= PAGE TEXT =
Data Manipulation

In data manipulation, we manipulate elements of the dataset accordingly for the purpose of modeling the data. Previously we have seen that the numerical data column age has a long right tail so basically, it is a  right-skewed column. Hence we will apply log transformation on this column to make it a normally distributed column.

To encode data from categorical object Dtype into numerical data we will use 3 types of encodings.

  1. One-Hot encoding – We will use this when there will be multiple categories in the column.
  2. Label encoding – This method will be used when there will be very fewer categories in the column.
  3. Binary encoding – This type of encoding is similar to on-hot encoding However it creates lesser new columns by encoding each category into binary digits. 

There are several different transformations available for decreasing skewness like inverse transformation, square root transformation, log transformation, etc to apply. However, it depends upon us and column skewness to choose the right type of transformation.

We will handle each continuous variable and manipulate it to change in the corresponding numerical column.

[Object-pointing dataset rows]
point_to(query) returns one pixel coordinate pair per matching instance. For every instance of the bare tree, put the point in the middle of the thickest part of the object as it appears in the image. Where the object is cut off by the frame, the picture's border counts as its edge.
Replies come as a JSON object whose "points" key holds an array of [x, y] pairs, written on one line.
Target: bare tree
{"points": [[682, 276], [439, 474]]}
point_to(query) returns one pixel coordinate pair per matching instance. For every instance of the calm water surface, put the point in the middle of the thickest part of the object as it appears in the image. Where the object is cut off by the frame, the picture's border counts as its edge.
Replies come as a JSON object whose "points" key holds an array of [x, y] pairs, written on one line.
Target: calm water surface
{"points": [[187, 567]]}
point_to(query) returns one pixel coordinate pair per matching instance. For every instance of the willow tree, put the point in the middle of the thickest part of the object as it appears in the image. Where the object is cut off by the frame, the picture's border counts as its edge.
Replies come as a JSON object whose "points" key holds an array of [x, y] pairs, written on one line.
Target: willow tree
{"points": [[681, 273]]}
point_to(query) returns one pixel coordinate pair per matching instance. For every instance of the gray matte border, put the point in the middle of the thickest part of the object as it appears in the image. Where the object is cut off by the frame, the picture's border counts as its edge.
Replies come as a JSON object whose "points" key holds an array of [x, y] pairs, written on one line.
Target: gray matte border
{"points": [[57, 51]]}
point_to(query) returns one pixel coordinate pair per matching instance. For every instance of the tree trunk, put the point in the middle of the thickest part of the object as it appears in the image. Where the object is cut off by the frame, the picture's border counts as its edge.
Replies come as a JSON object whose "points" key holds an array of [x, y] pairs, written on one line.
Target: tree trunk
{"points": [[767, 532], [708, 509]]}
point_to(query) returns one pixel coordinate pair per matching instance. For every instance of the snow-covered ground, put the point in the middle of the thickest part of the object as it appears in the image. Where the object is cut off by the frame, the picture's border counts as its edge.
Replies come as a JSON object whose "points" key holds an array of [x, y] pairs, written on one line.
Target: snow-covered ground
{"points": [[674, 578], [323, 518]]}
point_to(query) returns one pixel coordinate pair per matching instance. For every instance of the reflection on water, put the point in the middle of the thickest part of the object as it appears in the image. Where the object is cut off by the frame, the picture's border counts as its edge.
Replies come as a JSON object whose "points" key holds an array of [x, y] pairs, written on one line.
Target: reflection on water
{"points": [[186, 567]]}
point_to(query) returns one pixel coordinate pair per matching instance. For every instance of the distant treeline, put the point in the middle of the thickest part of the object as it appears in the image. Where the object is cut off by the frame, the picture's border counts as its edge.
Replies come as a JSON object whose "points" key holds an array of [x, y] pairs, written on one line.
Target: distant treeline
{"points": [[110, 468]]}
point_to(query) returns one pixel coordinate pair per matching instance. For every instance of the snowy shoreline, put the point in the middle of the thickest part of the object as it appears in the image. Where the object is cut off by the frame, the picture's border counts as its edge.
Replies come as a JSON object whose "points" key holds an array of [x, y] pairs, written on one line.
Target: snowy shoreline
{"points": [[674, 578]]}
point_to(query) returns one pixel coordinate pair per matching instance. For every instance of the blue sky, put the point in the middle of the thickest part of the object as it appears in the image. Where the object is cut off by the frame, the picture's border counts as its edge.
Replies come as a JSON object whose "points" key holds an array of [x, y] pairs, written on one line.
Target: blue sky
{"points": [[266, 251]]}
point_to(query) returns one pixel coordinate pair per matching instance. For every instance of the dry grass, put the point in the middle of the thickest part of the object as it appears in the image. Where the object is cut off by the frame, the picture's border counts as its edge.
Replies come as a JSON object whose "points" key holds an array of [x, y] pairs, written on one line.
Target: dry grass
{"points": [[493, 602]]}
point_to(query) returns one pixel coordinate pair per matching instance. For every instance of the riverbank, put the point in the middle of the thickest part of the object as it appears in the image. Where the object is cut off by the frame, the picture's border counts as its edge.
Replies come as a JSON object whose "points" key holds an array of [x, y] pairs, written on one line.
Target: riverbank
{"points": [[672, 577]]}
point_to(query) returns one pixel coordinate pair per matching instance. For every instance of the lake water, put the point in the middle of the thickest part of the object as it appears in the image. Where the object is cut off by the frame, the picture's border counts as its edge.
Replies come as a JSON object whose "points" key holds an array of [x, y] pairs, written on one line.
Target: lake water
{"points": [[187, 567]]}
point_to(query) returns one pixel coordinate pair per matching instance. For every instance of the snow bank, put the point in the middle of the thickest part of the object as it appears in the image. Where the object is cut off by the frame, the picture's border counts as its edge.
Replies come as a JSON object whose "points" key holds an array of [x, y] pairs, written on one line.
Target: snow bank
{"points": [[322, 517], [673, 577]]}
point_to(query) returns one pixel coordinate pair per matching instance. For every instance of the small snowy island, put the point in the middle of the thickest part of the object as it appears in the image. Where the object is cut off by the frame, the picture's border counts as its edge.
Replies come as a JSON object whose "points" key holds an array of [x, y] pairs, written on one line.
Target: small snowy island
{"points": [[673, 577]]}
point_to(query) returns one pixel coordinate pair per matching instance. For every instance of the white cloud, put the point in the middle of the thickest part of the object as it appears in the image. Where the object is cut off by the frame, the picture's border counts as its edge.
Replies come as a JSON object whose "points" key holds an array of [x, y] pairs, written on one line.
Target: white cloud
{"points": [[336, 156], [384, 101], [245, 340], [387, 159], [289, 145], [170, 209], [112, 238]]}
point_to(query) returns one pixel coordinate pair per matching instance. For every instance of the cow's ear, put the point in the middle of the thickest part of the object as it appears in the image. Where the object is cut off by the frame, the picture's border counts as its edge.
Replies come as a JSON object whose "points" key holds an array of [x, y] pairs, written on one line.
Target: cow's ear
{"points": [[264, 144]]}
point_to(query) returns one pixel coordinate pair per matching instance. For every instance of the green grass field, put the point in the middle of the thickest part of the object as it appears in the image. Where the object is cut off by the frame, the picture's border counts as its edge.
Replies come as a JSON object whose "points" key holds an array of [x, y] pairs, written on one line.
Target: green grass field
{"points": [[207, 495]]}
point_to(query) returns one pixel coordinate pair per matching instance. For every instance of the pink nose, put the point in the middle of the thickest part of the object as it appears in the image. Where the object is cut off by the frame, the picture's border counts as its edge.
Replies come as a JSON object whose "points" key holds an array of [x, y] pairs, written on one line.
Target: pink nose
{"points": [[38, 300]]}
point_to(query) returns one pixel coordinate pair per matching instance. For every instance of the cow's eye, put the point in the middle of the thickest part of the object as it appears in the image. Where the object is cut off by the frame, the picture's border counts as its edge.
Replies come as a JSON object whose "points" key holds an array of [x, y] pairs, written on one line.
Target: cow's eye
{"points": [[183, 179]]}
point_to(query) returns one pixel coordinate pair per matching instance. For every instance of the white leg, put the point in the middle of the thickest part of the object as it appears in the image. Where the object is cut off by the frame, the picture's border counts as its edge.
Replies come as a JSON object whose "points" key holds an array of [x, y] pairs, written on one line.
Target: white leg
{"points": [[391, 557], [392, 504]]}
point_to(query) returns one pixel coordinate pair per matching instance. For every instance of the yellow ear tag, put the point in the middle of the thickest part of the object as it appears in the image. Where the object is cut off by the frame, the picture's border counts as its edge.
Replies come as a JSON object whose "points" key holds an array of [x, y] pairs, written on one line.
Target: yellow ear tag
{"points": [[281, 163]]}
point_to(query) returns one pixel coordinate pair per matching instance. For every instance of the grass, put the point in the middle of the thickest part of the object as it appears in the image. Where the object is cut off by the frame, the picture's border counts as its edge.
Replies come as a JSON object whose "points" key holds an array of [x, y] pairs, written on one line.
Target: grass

= DIRECTIVE 1 =
Based on the data manipulation text, do the statements (a), (b) and (c) agree with it? Answer yes or no for each and quote the words from the text that decide it.

(a) The age column has a long right tail.
(b) Binary encoding creates more new columns than one-hot encoding.
(c) Square root transformation is named as one way to decrease skewness.
= DIRECTIVE 2 =
Answer these questions from the data manipulation text, one line each.
(a) Which transformation will be applied to the age column?
(b) How many types of encodings will be used?
(c) When will one-hot encoding be used?
= DIRECTIVE 3 =
From the data manipulation text, copy the passage from "In data manipulation, we" up to and including "normally distributed column.".

= FINAL ANSWER 1 =
(a) Yes: "the numerical data column age has a long right tail"
(b) No: "it creates lesser new columns by encoding each category into binary digits"
(c) Yes: "inverse transformation, square root transformation, log transformation"

= FINAL ANSWER 2 =
(a) Log transformation
(b) 3
(c) When there are multiple categories in the column

= FINAL ANSWER 3 =
In data manipulation, we manipulate elements of the dataset accordingly for the purpose of modeling the data. Previously we have seen that the numerical data column age has a long right tail so basically, it is a  right-skewed column. Hence we will apply log transformation on this column to make it a normally distributed column.